* _EXERCISE PROMPT_:
Take the line that contains "Keypoint placement for each instance of the sky: set" as the first and the last line of the material as the final one; set down exactly the lines in that span.

* _PROVIDED RECORDS_:
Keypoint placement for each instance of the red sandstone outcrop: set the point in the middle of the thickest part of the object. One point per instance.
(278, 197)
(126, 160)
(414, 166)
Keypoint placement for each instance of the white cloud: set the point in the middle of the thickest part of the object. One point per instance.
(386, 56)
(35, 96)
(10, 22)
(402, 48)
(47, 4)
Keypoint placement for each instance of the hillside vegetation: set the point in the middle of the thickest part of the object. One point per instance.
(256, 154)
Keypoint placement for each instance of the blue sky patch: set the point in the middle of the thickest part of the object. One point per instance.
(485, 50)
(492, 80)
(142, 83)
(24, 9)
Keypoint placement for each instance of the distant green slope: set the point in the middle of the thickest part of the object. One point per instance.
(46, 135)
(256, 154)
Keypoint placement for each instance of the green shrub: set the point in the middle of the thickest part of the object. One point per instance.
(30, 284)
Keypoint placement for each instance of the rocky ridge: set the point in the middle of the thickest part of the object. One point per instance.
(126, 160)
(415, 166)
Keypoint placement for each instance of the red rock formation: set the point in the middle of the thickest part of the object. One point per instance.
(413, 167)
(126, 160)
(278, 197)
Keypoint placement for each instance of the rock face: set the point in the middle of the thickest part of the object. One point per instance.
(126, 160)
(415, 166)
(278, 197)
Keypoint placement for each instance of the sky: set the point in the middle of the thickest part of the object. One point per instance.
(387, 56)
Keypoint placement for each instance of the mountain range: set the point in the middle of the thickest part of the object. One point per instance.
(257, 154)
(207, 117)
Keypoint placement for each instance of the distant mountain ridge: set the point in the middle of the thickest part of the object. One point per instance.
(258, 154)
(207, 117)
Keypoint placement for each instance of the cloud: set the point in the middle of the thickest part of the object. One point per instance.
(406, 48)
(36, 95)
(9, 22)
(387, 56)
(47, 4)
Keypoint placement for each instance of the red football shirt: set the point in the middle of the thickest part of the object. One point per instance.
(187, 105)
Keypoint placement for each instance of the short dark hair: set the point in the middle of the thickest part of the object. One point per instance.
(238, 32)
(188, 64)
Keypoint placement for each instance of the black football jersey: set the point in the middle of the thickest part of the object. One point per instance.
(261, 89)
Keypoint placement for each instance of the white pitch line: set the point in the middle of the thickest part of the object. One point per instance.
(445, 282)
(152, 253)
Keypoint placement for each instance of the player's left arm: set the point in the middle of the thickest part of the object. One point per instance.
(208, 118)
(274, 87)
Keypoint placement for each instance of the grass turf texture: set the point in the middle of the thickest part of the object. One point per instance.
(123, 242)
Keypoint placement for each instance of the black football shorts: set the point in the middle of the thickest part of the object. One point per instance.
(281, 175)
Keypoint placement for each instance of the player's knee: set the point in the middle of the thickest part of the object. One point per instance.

* _SOLUTION FOR THIS EXERCISE_:
Keypoint placement for each instance of the sky: set the point in the middle of the thickest part of the object. One point per instance.
(387, 56)
Keypoint placement for each instance of the mountain range: set the point in the middle of the thickest part of the object. One point per instance.
(257, 154)
(207, 117)
Keypoint placement for each instance of the distant mountain ridge: set the point in the middle of the thickest part of the object. One point per instance.
(258, 154)
(207, 117)
Keypoint placement for each instance of the cloud: set the point in the middle of the thickest part of the object. One point per instance.
(406, 48)
(36, 95)
(9, 22)
(387, 56)
(47, 4)
Keypoint placement for each instance of the red football shirt: set the point in the middle of the thickest part of the object. One point per instance.
(187, 105)
Keypoint placement for each instance of the short dark hair: set the point in the middle of the thickest part of the object. One point per instance.
(238, 32)
(188, 64)
Keypoint placement for each instance of the black football jersey: set the point in the middle of the thickest part of the object. One point per instance.
(261, 89)
Keypoint placement for each instance of the white pitch line: set the point in the middle of the thickest part of the object. One point per instance.
(445, 282)
(152, 253)
Keypoint placement for each instance of the player's left arm: set the point in the middle of the thickest part of the object. One point per instance.
(208, 118)
(274, 87)
Keypoint placement for each instance of the grass turf texture: set the point in the middle of the thickest part of the object. One point per instance.
(123, 242)
Keypoint placement for each instance of the black football shorts: set the point in the middle of the thickest part of the object. One point per instance.
(281, 175)
Keypoint placement for each instance of the player's knee: set the point in the middle of the thickest part of the object. One point per instance.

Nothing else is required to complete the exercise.